Excerpts from a point labeling dataset
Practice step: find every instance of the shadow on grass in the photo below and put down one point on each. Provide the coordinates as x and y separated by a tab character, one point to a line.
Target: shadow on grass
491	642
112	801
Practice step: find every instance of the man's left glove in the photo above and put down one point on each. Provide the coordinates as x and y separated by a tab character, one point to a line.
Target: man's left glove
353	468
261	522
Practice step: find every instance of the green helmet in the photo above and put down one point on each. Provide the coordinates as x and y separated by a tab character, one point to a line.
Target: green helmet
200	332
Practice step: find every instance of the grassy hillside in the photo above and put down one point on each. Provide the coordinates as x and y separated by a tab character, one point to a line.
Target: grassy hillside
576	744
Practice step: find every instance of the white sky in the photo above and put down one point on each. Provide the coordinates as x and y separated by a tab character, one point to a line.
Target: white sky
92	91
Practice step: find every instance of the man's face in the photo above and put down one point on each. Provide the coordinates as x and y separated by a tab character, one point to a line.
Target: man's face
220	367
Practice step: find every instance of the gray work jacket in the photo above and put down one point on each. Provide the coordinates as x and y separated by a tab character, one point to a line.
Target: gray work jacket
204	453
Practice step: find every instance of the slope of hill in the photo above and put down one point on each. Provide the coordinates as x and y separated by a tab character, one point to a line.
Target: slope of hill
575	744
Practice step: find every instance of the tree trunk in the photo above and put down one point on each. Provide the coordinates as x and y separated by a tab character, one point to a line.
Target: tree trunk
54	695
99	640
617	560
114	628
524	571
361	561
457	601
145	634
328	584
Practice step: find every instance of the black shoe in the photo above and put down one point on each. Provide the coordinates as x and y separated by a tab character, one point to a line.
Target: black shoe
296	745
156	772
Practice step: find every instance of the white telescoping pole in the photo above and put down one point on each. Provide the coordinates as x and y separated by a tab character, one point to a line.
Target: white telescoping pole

EXERCISE INSTRUCTIONS
Put every line of the records above into a numbered list, leaving out any blank lines.

SOLUTION BELOW
1. Practice step: find every instance of the shadow on grass in the photo below and put down one point on each. Provide the coordinates as x and y separated by a tab character, one point to a line.
2. Target: shadow on grass
3. 491	642
4. 112	801
5. Practice step: find every instance of the man's left glove in the photo above and put down one point on each. Provide the coordinates as x and y separated by a tab character, one point to a line.
6. Target: man's left glove
7. 353	468
8. 261	522
9. Practice step: find every instance of the green helmet in the photo above and put down one point on each. Provide the coordinates as x and y separated by a tab character, one point to a line.
10. Target: green helmet
11. 200	332
12. Practice step: find every instance of the grassy hillside in the photo above and put down one point on each. Provide the coordinates as x and y separated by a tab character, one point to a line.
13. Target: grassy hillside
14. 576	744
15. Practice step: find every instance of the white sky in the photo above and put down one point on each. Provide the coordinates as x and y separated by a tab character, one point to a line.
16. Target: white sky
17. 92	91
18. Practice step: find every instance of the man's face in the photo above and put down one point on each. Provide the coordinates as x and y separated by a tab character, one point to a line.
19. Target: man's face
20. 220	367
21. Practice step: find every instance of the gray work jacket in the photo above and put down one point on each. Provide the coordinates as x and y separated by a tab character, one point to a line.
22. Target: gray work jacket
23. 204	453
24. Practice step: find every instance of the slope of hill in the photo above and put down one point on each. Provide the coordinates as x and y separated by a tab character, one point to a line.
25. Target: slope of hill
26. 575	744
27. Practice step: find every instance of the tree trunk in the photo above and put down one point on each. Provide the coordinates as x and y separated by a tab character, one point to a line.
28. Target: tree trunk
29. 54	695
30. 99	640
31. 617	560
32. 114	628
33. 524	571
34. 361	561
35. 457	601
36. 145	634
37. 328	584
38. Practice step: find every instance of the black shoe in the photo above and put down one point on each. Provide the coordinates as x and y separated by a tab character, one point to a line.
39. Target: black shoe
40. 296	745
41. 156	772
42. Practice step: find every instance of the white telescoping pole in the photo above and put down one point on each. Provide the coordinates as x and y separated by a tab character, one point to a line.
43. Target: white telescoping pole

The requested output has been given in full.